WORK TO COMPLETE:
1 – Summarize the blog post on Moroccan tea in two sentences.
2 – Copy the blog post on Moroccan tea word for word, from "Ever since last" to "its own pitfall.".

My Racist Tea Pot

Ever since last New Years Eve when my uncle-in-law, Brahim, prepared his special Moroccan tea, desert style (plenty of sugar, but no mint), I have been hooked. As a matter of fact, I much prefer this to the type of tea, which is actually much easier to prepare, than the more well know one with mint. All you need is gunpowder tea (a type of green tea imported by Moroccans from China), loads of sugar and a good dentist.

Another nice thing about Moroccan tea is that you get to serve it with fanfare from an elegant teapot into colorful glass cups. One of the problems, though, with a Moroccan tea set is that the pot can get too hot pour. Thus, the typical solution is to buy a cloth sleeve to go over the handle which you can readily find in the medina. Beware, this has its own pitfall.

Now one of my basic rules of blogging and tweeting is that I try as best as I can to stick to only criticizing my own country and society (of which I include Spain where I pay my taxes and have lived for more than a decade). Thus, please don’t take what I will say now as a critique but rather as a simply observation:

In Moroccan culture, the archetypical depiction of being served tea is that it is being served by a black (Moroccan) man. I can’t say much about racism or the racial breakdown of the present Moroccan population. Moroccans tend to be Arab, Berber (hailing from one of three different Berber groups), sub-Saharan African, or any mixture of all of these.  My understanding is that black Moroccans’ ancestors would have come to Morocco as slaves and served either the royalty or very wealthy families; though I imagine that many of the black people in Morocco today have roots in more contemporary immigration. Needless to say, slavery was officially banned in Moroccan with the arrival of the French in 1916, though I have no idea when it ended in practical terms.

INFORMATION SHOWN:

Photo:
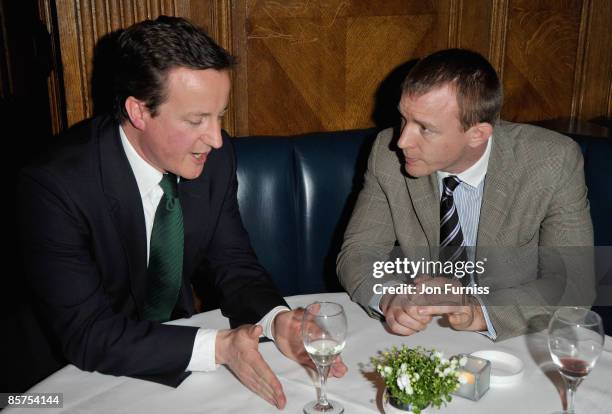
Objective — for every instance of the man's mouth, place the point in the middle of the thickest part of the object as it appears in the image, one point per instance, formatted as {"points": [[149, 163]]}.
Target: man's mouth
{"points": [[200, 157]]}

ANSWERS TO EACH TASK:
1 – The writer got hooked on Moroccan tea made desert style, with plenty of sugar and no mint, after the uncle-in-law Brahim prepared it last New Years Eve. The post also notes that the pot of a Moroccan tea set can get too hot to pour, which is usually solved with a cloth sleeve over the handle, and observes that in Moroccan culture tea is archetypally shown being served by a black Moroccan man.

2 –
Ever since last New Years Eve when my uncle-in-law, Brahim, prepared his special Moroccan tea, desert style (plenty of sugar, but no mint), I have been hooked. As a matter of fact, I much prefer this to the type of tea, which is actually much easier to prepare, than the more well know one with mint. All you need is gunpowder tea (a type of green tea imported by Moroccans from China), loads of sugar and a good dentist.

Another nice thing about Moroccan tea is that you get to serve it with fanfare from an elegant teapot into colorful glass cups. One of the problems, though, with a Moroccan tea set is that the pot can get too hot pour. Thus, the typical solution is to buy a cloth sleeve to go over the handle which you can readily find in the medina. Beware, this has its own pitfall.